Problem to solve:
Copy out each of the records below word for word, leaving the pictures out of your answer.

───── Information given

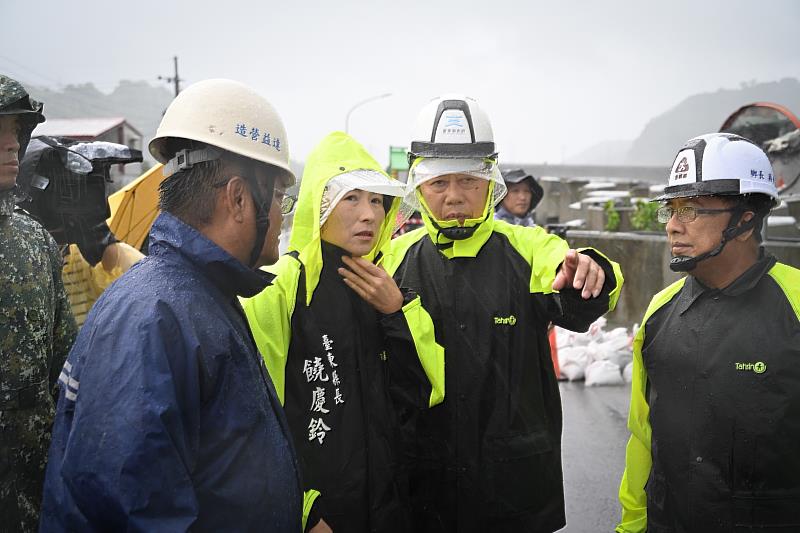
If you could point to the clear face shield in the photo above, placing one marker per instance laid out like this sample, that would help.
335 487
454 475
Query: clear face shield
426 169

──────────

Result of this exercise:
If you could point to the clear face shield in the photo above, placing one marker per instance laid out like this sample, that would help.
335 487
454 475
Query: clear face shield
426 169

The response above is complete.